**EXERCISE GOAL:**
Could you shift every coordinate in the material below up by 142 and write out each line in full, from the line with "Reviewer note. Check that each instance of the bicycle wheel" up to and including the line with "[(60, 41), (25, 49), (101, 64)]", leaving out everything outside that span?

○ ○ ○ ○ ○ ○ ○

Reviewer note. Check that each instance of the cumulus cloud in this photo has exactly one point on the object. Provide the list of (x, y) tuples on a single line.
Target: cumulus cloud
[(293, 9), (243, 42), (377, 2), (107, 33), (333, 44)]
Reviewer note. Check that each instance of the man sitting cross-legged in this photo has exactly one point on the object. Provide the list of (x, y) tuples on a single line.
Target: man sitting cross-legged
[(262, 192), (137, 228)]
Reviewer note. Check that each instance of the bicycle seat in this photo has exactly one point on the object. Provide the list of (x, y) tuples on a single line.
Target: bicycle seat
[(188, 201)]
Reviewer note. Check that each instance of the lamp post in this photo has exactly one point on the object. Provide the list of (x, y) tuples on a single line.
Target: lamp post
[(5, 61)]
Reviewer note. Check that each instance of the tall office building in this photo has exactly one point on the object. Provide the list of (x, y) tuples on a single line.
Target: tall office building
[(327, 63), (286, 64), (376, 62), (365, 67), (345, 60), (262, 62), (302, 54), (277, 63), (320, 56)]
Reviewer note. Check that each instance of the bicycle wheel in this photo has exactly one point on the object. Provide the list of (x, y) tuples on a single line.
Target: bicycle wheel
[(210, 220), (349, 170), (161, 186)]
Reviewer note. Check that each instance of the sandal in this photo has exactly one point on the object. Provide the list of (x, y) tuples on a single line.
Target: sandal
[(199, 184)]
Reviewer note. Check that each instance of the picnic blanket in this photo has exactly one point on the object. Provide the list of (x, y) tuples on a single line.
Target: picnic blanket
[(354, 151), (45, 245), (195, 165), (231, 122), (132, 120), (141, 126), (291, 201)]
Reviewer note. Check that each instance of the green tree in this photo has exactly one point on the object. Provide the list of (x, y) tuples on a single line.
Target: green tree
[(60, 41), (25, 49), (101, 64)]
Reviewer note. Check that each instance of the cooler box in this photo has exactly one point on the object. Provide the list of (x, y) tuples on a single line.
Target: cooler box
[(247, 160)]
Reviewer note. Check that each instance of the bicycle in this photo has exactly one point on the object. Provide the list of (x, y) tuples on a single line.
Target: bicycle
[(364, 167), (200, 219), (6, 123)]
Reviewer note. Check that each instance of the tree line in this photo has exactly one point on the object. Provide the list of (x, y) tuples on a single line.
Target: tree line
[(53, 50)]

○ ○ ○ ○ ○ ○ ○

**OUTPUT FOR THIS EXERCISE:**
Reviewer note. Check that each instance of the bicycle wheel in this photo has exactly one point on the object. Provide the list of (x, y) tuples on a single line.
Target: bicycle wheel
[(352, 362), (491, 312), (303, 328)]
Reviewer note. Check that each instance of the sandal in this photo has exactly one point on the object. Provide the list of (x, y) tuples on a single line.
Target: sandal
[(341, 326)]
Reviewer note. Check that each instance of the picnic blanket in this photo has exactly one point on the object. Provide the list of (x, y) tuples on a single line.
Target: picnic blanket
[(496, 293), (187, 387), (337, 307), (373, 264), (274, 262), (283, 268), (433, 343)]
Reviewer note. Check that each instance of the green tree in this photo has exactly one point on the object. Provide the list of (x, y) tuples on a single line.
Target: green tree
[(202, 183), (167, 191), (243, 206)]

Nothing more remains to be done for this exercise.